WRITTEN INSTRUCTION
Rewrite every line of the entries below, replacing "Target" with "Object" and changing nothing else. Leave the pictures out of your answer.
═══ RECORDED DATA ═══
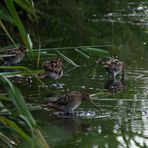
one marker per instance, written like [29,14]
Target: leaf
[82,53]
[100,52]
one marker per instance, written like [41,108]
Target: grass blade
[67,59]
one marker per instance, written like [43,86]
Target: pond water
[124,123]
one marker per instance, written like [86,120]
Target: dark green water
[79,23]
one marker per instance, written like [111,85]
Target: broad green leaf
[82,53]
[100,52]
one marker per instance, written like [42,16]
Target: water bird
[68,102]
[53,69]
[14,56]
[114,66]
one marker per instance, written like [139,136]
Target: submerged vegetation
[15,116]
[75,32]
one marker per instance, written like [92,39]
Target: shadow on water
[124,103]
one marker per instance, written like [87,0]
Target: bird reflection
[71,124]
[114,85]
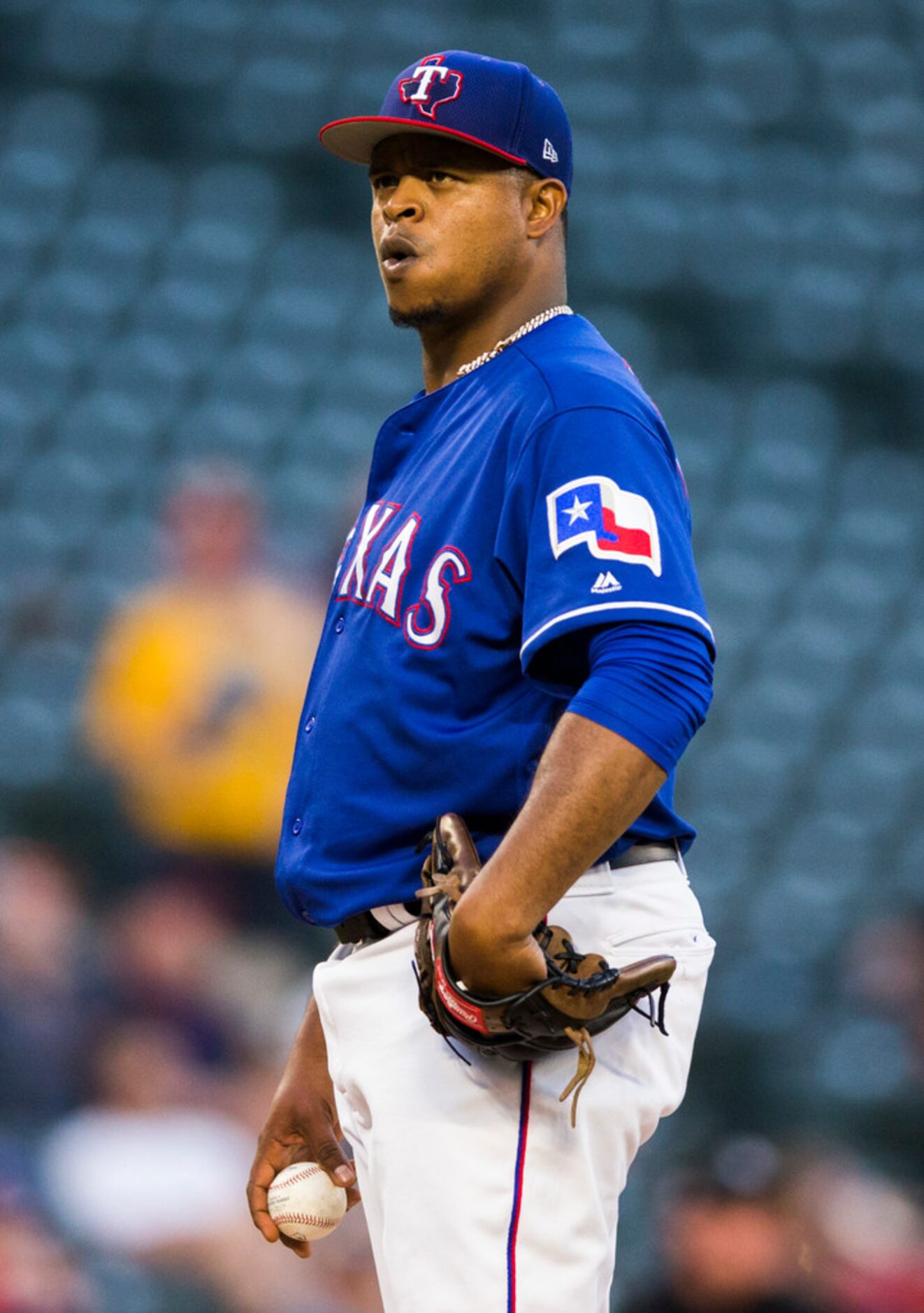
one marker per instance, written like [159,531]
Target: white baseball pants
═══
WORKED SOLUTION
one marker per instance, written like [29,14]
Object: leaf
[82,53]
[100,52]
one marker per instance, written like [41,108]
Object: grass blade
[67,59]
one marker per instance, written like [43,86]
Object: pond water
[124,123]
one marker per instance, written like [86,120]
Object: dark green water
[79,23]
one marker per instance, written like [111,85]
Object: broad green leaf
[82,53]
[100,52]
one marker per instance, written like [42,16]
Object: water bird
[68,102]
[53,69]
[14,56]
[114,66]
one marker per instance, written like [139,136]
Object: submerged vegetation
[15,116]
[75,32]
one marker per instance, written like [92,39]
Object: shadow on water
[124,103]
one marker per instance, written like [87,0]
Object: bird reflection
[71,124]
[114,85]
one marker per instance, written like [159,531]
Object: white baseball pants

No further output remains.